How does Zircon Recrystallization Influence U-Pb Dating?

Zircon imaged using cathodoluminescence

Recrystallization events in zircons can affect U-Pb dating. Read in this blog post about a recent investigation of these events using cathodoluminescence imaging and a new proposed model based on the findings.

Zircons are widely used in geochronological studies for dating geological processes, particularly through U-Pb dating [1]. This is mainly due to the following characteristics of zircons:

  • Abundance
  • Resistance to weathering
  • Ability to incorporate trace elements

However, it has been observed that zircons undergo a process called recrystallization. This takes place after the primary crystallization of the zircon and can result in the removal of oscillatory zones, as well as the loss of U, Th, and Pb elements. Two types of boundaries between the zoned and unzoned zircons have been identified: the transgressive boundary, where the unzoned zircon forms intrusive patches within or at the boundaries of the growth zones, and the translational boundary, where a progressive transition from zoned to unzoned zircon occurs, causing the zones to fade [2]. 

Recrystallization mechanisms in zircons

Various models have been proposed to explain the mechanisms of recrystallization in zircons. However, the exact relationship between the recrystallization microstructures, compositional variations, and their impact on trace-element concentration and U-Pb dating remains poorly understood. To address this, Huijsmans et al. conducted a study investigating the microstructures of zircons obtained from three different localities [1].

Exercise objective: For each statement, say yes or no to whether it agrees with the article on zircon recrystallization, and quote the article's deciding words. 1. One reason zircons are used for U-Pb dating is that they resist weathering. 2. Recrystallization happens before the primary crystallization of the zircon. 3. Huijsmans et al. studied zircons taken from a single locality. The material that comes next has no connection to the article on zircon recrystallization.

Information provided:

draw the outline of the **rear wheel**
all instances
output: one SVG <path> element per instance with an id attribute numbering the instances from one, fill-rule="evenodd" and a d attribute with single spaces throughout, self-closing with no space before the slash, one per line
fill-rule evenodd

Expected answer:
1. Yes: "Resistance to weathering"
2. No: "This takes place after the primary crystallization of the zircon"
3. No: "zircons obtained from three different localities"